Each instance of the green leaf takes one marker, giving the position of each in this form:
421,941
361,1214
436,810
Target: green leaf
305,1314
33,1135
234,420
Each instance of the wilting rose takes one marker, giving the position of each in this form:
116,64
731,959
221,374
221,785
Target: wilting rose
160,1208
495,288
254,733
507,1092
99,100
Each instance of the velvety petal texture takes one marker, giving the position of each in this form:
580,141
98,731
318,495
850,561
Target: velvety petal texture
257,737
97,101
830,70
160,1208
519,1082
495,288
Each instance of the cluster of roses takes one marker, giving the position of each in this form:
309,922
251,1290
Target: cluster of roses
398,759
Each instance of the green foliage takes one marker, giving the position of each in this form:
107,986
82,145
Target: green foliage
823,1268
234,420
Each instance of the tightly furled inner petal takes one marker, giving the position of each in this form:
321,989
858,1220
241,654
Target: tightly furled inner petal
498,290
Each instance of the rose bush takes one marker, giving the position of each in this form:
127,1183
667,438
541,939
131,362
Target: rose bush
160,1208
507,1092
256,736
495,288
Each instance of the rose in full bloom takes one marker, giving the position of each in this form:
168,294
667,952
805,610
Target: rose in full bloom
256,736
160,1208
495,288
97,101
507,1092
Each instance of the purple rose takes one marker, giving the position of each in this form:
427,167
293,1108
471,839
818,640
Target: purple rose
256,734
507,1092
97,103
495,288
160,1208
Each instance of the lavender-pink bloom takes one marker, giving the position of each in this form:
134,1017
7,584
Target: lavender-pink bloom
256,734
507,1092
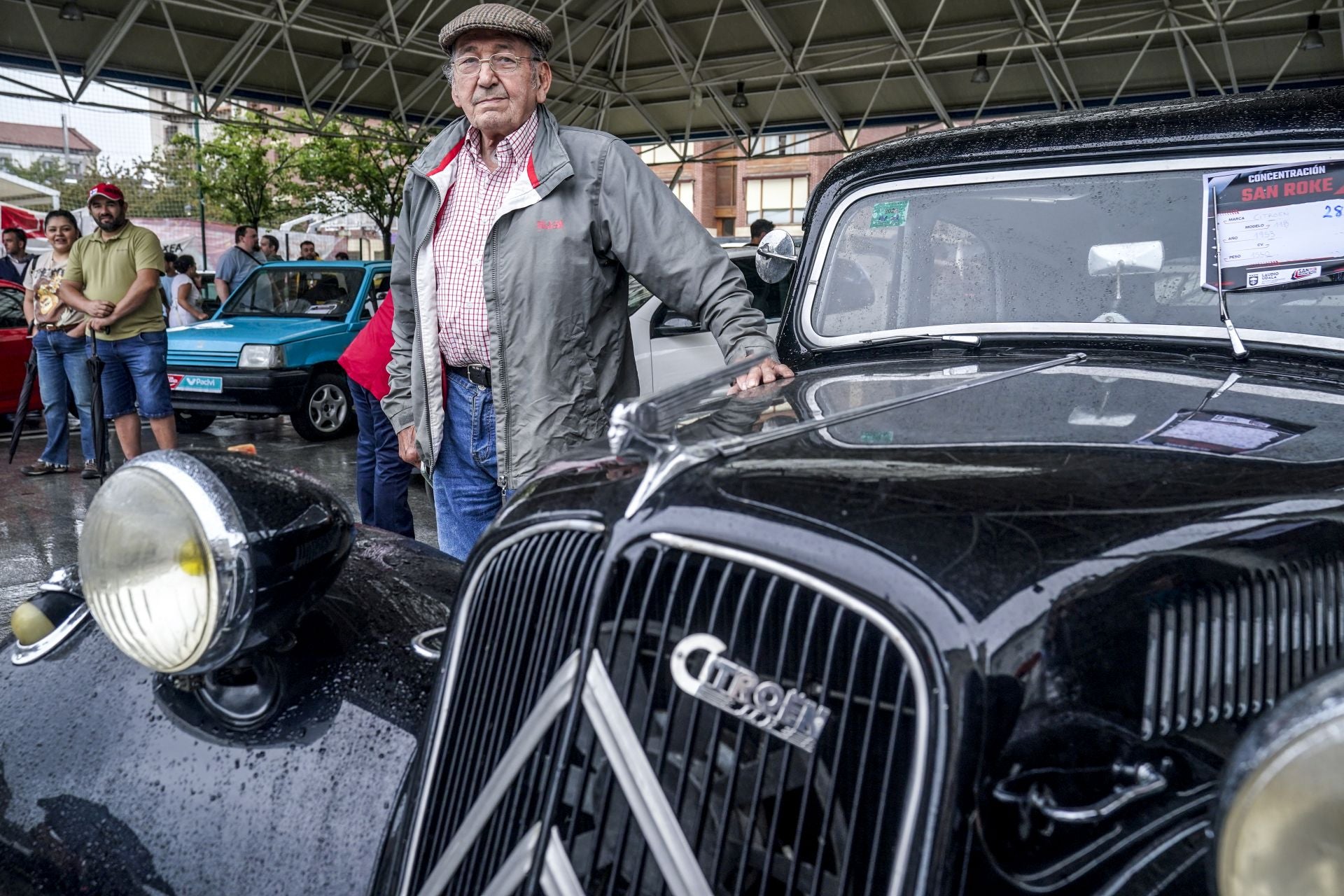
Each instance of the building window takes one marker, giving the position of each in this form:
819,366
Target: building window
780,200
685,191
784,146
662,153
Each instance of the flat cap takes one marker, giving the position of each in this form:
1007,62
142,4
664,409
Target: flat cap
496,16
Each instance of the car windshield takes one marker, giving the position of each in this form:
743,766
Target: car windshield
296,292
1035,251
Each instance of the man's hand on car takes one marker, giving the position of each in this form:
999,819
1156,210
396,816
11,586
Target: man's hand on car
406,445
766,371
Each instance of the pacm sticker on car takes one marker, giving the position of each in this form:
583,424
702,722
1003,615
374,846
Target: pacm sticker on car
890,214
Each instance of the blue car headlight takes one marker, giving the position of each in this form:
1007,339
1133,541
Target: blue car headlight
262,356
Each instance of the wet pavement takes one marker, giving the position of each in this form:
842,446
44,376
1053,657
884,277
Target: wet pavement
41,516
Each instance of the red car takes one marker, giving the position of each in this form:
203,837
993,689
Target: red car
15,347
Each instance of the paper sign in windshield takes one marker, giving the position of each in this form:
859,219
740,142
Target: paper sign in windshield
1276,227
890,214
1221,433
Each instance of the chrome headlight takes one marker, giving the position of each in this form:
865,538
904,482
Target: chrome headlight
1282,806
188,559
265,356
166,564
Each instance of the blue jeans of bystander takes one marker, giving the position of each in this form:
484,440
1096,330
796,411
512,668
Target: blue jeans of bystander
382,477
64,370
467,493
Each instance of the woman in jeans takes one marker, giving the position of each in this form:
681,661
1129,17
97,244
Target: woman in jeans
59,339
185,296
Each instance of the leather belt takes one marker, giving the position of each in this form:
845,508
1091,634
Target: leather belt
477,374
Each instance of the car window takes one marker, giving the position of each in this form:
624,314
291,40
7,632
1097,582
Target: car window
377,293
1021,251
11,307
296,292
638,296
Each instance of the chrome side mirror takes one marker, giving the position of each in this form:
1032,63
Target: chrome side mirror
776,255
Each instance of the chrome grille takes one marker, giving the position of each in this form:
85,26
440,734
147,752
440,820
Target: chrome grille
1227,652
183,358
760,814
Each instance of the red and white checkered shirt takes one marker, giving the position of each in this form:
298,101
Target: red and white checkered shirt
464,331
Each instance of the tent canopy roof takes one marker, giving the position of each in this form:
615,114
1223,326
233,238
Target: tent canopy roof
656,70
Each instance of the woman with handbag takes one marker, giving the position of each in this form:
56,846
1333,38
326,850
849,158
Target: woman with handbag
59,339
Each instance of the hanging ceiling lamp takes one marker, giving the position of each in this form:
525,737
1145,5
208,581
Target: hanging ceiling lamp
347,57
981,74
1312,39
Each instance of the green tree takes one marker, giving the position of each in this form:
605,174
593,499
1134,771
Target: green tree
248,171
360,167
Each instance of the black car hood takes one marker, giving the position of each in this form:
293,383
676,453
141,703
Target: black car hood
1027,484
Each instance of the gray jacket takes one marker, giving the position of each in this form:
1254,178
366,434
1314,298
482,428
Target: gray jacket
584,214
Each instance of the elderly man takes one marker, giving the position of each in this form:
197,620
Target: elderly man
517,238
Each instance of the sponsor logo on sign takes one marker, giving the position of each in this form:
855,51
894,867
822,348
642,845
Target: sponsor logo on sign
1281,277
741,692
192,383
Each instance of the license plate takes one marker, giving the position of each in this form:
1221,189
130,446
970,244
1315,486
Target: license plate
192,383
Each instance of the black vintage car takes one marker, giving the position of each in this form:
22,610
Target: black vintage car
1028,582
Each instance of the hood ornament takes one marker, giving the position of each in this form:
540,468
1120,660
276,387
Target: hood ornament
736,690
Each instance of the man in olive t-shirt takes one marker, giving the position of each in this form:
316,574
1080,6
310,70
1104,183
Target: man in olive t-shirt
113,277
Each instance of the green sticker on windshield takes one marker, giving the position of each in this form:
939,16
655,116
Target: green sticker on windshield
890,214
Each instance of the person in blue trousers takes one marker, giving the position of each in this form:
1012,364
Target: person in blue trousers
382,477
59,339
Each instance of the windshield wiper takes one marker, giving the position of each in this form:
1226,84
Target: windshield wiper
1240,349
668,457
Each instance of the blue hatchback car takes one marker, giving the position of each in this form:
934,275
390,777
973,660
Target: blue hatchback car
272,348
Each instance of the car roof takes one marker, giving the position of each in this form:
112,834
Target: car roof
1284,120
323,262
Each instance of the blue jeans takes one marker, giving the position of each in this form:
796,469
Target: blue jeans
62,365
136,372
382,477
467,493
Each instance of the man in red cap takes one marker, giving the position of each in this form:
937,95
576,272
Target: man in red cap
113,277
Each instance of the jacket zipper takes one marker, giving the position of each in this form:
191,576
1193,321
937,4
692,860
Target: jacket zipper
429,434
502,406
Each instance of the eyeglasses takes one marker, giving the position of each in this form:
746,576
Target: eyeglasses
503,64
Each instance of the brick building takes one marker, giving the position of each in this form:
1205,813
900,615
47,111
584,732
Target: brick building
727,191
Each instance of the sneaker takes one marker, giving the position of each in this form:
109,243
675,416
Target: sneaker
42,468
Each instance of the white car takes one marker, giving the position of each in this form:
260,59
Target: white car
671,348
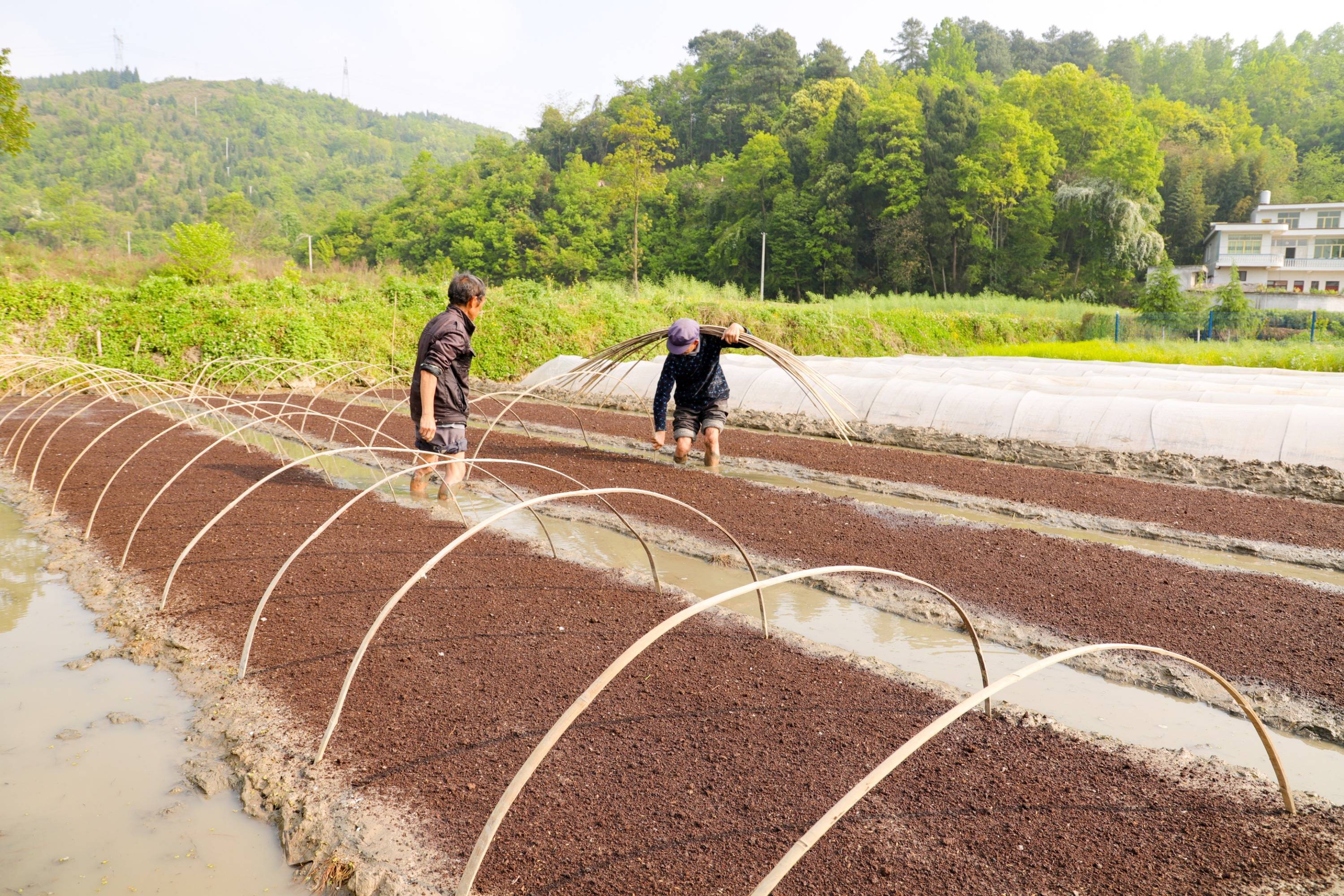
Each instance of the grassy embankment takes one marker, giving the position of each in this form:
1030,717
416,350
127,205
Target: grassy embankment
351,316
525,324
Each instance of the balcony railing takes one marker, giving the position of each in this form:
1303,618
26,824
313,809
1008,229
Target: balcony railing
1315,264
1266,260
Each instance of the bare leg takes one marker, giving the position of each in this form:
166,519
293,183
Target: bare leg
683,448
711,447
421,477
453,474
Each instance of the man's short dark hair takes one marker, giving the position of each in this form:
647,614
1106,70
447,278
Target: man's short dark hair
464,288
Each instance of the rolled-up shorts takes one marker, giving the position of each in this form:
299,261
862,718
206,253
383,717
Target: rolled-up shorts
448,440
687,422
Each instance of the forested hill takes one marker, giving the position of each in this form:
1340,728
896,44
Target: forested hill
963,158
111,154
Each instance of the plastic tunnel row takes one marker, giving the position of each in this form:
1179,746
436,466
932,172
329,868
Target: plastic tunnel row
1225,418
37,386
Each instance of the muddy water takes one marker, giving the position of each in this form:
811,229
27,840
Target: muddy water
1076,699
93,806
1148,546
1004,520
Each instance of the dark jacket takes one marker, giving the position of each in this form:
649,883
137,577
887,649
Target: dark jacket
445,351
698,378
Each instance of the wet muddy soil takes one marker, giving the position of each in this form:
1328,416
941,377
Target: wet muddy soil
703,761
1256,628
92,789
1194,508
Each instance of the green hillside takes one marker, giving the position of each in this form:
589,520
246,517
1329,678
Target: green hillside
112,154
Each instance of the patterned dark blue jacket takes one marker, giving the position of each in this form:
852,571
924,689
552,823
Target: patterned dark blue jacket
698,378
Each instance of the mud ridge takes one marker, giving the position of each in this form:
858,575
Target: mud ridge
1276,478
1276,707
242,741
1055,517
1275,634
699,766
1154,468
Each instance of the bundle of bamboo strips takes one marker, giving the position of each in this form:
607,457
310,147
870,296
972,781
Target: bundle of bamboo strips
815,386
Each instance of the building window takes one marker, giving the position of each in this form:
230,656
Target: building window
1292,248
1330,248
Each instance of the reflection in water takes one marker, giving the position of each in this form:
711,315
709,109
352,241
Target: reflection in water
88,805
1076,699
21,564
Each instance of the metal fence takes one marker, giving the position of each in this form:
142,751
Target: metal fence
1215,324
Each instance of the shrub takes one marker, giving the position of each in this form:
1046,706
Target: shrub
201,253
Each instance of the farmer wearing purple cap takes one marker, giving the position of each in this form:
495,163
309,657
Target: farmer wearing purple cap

▸ The task:
Starting at the line that contains "Each instance of the muddy", retype each line through the end of the listing above and nothing else.

▸ Completed task:
Each instance of the muddy water takes one marker, giving the position of each in this form:
811,229
27,840
Target: muddy water
1076,699
93,806
1148,546
1004,520
Each instance of the dark jacket takes one marker, giving the position of each in this form:
649,883
137,577
887,649
Target: dark jacket
445,351
698,378
Each instance of the wet muddy soil takes one marker, giving the position of each in this form:
1328,416
941,377
Target: wet muddy soil
703,761
1256,628
92,789
1194,508
Each instance of the green hillside takes one marker, giving the position of each in this form:
589,520
246,517
1329,678
Target: green hillside
112,154
Each instance of the patterned dark blue jacket takes one marker, giving the position of each in this form:
852,571
924,689
552,823
Target: patterned dark blue jacket
698,378
Each instance of the mud ridge takes one marker, giving the position of each in this form:
858,575
Target: mud ridge
1276,478
1276,707
242,741
1055,517
1275,634
699,766
1154,468
Each instance of the bundle of bamboo strips takes one marker, giving the position of each in this form:
607,457
310,147
870,296
972,781
Target: bundle of bamboo strips
815,386
Each instance of the building window takes one marker, giving the position of each in this form:
230,656
Target: building window
1292,248
1330,248
Each instance of the reflection in water takes one marker, giving the position of each in this form:
711,315
709,109
352,241
Target: reflection in water
88,805
1076,699
21,564
Each instance of the metal fence takes one marker, giving the position of each in this form:
142,751
Target: metal fence
1215,324
Each instance of the shrub takes one marker, giving the position of each in this form:
1046,706
Target: shrub
201,253
Each instance of the farmer wearing purple cap takes one marker, giving the position of each in this form:
495,163
309,657
Target: farmer wearing purple cap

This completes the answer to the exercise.